---------- Extrait du texte ----------
L’intitulé de la fête d’aujourd’hui attire inévitablement notre regard vers le haut, signe d’une reprise de courage et de vision. Une antienne revenant de temps en temps dans notre liturgie évoque bien le décollement d’une épreuve dans un mouvement ascensionnel qui redonne espoir: « Redressez-vous, levez la tête, car votre délivrance est proche ».
« Le ciel est, par-dessus le toit, si bleu, si calme, soupirait Verlaine du fond de sa prison, encore sous le poids de souvenirs non pardonnés ». Et c’est vrai, le prisonnier, agrippé aux barreaux de sa cellule voit le ciel comme la promesse d’une liberté inaccessible et, pourtant, toujours désirée.
Redessiner un mouvement imaginaire vers le haut dans notre conscience peut devenir une ligne de vie, nourrissant à nouveau la volonté. Les apôtres regardant le ciel, ne vivent pas cette séparation comme un drame. Ils ne ressentent pas ce départ comme un vide insupportable ni comme une vacuité qui aurait tôt fait de leur ouvrir les portes d’un désœuvrement sans but. L’événement de la Résurrection les nourrit d’une confiance inédite. L’absence-présence de Jésus les convoque à une nouvelle responsabilité. Ils n’ont pas le temps de tomber dans le moindre narcissisme, car ils sont appelés communautairement et personnellement à appartenir à l’Église naissante et à se dévouer à sa cause. Et ainsi le bleu du ciel apparaît. Et qu’est-ce que le bleu du ciel, si ce n’est l’obscurité devenant visible, selon Claudel.
---------- Documents présentés ----------
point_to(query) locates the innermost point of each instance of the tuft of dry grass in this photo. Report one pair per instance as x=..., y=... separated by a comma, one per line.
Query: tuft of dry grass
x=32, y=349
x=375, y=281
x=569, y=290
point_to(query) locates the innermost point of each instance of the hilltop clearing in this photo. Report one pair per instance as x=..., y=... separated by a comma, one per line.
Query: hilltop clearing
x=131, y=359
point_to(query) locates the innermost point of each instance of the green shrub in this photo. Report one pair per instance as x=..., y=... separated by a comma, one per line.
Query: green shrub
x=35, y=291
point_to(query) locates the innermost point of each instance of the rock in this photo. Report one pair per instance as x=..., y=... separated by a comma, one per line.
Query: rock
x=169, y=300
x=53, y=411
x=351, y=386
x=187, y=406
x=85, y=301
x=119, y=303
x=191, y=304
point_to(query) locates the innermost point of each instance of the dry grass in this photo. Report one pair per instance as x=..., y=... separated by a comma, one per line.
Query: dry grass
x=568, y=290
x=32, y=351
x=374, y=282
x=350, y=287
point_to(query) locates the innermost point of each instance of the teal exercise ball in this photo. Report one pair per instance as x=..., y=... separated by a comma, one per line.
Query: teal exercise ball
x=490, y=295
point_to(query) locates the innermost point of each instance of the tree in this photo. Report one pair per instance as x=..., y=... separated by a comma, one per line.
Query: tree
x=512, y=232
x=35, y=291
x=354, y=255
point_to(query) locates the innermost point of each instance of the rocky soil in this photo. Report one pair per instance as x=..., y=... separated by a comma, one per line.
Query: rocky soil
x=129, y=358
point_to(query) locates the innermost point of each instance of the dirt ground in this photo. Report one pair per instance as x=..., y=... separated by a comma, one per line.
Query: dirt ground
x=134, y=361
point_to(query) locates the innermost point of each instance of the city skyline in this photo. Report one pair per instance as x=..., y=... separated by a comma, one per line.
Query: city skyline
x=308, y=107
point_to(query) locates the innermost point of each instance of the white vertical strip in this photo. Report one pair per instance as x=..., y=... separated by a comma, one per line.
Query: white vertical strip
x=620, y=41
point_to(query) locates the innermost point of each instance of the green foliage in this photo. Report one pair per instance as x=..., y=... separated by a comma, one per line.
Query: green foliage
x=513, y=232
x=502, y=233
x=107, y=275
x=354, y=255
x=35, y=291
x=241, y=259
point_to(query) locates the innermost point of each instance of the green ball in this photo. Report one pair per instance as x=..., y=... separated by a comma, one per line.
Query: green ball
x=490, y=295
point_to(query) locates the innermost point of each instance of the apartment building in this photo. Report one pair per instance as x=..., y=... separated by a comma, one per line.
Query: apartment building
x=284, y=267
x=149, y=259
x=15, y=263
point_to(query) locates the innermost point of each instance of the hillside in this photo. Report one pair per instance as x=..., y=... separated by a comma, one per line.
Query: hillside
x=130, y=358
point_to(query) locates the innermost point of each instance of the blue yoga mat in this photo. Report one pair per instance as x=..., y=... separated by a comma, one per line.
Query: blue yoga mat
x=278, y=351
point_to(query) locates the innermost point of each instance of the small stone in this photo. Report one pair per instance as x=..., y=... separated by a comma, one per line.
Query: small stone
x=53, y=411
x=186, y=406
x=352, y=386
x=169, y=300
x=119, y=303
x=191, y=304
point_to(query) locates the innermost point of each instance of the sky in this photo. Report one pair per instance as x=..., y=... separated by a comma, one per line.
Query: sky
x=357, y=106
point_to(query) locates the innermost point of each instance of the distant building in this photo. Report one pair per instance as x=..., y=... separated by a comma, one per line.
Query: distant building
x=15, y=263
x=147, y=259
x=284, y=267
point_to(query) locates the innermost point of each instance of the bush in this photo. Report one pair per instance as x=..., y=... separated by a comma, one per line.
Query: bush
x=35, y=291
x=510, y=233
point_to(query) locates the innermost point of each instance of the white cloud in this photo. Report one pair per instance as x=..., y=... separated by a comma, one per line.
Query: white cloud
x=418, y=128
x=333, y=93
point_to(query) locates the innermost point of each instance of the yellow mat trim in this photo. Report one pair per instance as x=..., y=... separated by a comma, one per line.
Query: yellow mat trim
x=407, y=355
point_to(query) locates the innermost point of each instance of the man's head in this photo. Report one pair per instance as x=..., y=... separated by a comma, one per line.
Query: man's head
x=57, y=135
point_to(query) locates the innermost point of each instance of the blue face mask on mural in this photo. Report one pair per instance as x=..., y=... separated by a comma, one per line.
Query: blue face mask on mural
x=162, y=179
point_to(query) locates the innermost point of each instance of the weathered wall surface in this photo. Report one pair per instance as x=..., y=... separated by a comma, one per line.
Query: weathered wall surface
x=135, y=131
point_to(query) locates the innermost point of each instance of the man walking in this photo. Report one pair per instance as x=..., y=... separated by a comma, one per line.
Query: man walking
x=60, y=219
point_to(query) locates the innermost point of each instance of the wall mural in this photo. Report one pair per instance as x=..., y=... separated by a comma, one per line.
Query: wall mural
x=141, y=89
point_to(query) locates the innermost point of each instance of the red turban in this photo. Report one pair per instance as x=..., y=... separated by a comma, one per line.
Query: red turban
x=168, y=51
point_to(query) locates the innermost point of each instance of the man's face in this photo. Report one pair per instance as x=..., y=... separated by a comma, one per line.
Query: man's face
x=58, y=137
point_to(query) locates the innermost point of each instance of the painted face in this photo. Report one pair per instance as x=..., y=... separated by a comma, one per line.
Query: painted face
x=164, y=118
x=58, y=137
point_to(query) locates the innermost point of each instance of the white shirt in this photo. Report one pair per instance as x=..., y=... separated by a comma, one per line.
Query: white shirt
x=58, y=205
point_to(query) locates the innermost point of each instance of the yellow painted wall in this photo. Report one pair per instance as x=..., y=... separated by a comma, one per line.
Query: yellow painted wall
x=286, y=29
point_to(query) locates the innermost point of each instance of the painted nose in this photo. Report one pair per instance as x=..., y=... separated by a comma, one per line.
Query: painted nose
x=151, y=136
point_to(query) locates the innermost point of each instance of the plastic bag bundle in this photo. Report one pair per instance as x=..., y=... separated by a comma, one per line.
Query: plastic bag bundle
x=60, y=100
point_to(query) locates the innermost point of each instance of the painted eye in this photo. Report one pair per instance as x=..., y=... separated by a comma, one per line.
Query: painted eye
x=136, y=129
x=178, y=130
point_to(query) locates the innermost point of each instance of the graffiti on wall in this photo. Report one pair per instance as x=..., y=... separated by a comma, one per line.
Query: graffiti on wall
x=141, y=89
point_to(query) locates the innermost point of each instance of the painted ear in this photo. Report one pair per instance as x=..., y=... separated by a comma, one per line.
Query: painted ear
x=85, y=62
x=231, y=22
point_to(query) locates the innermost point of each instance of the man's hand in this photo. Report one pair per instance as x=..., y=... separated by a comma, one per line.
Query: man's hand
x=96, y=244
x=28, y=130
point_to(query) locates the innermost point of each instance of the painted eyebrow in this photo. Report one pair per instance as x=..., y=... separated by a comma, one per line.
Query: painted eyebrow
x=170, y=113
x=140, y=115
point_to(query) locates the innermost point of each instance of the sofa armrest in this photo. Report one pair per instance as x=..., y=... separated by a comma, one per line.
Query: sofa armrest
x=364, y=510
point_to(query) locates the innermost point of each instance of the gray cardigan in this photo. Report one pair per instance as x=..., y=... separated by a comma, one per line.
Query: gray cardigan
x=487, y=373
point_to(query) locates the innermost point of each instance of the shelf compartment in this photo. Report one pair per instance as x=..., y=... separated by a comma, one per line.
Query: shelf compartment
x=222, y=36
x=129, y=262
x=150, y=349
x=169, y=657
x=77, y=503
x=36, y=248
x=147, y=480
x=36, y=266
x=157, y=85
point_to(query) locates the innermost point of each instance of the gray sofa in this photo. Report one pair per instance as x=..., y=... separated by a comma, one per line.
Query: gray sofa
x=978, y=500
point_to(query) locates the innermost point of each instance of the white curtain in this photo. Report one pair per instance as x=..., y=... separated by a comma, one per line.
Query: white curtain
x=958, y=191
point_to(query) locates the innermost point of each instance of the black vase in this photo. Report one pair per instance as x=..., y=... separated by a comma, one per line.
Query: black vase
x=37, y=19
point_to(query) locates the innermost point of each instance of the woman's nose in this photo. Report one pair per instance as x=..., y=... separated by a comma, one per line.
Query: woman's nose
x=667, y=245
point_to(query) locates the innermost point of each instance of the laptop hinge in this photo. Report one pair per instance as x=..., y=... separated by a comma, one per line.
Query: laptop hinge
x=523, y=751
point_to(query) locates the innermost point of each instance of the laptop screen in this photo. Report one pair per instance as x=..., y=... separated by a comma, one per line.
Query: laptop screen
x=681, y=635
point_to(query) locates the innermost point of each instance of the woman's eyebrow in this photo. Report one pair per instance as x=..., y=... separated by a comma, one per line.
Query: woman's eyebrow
----------
**Série de consignes**
(a) Modifie le passage du texte qui commence par « L’intitulé de la » et va jusqu'à « pourtant, toujours désirée. », en remplaçant « espoir » par « force ».
(b) Selon le texte, comment les apôtres ne vivent-ils pas le départ de Jésus ? Donne toutes les manières mentionnées.
(c) D'après le texte, qu'est-ce que le bleu du ciel selon Claudel ?

**Réponses dans l'ordre**
(a)
L’intitulé de la fête d’aujourd’hui attire inévitablement notre regard vers le haut, signe d’une reprise de courage et de vision. Une antienne revenant de temps en temps dans notre liturgie évoque bien le décollement d’une épreuve dans un mouvement ascensionnel qui redonne force: « Redressez-vous, levez la tête, car votre délivrance est proche ».
« Le ciel est, par-dessus le toit, si bleu, si calme, soupirait Verlaine du fond de sa prison, encore sous le poids de souvenirs non pardonnés ». Et c’est vrai, le prisonnier, agrippé aux barreaux de sa cellule voit le ciel comme la promesse d’une liberté inaccessible et, pourtant, toujours désirée.

(b) Comme un drame ; comme un vide insupportable ; comme une vacuité qui aurait tôt fait de leur ouvrir les portes d'un désœuvrement sans but.

(c) L'obscurité devenant visible.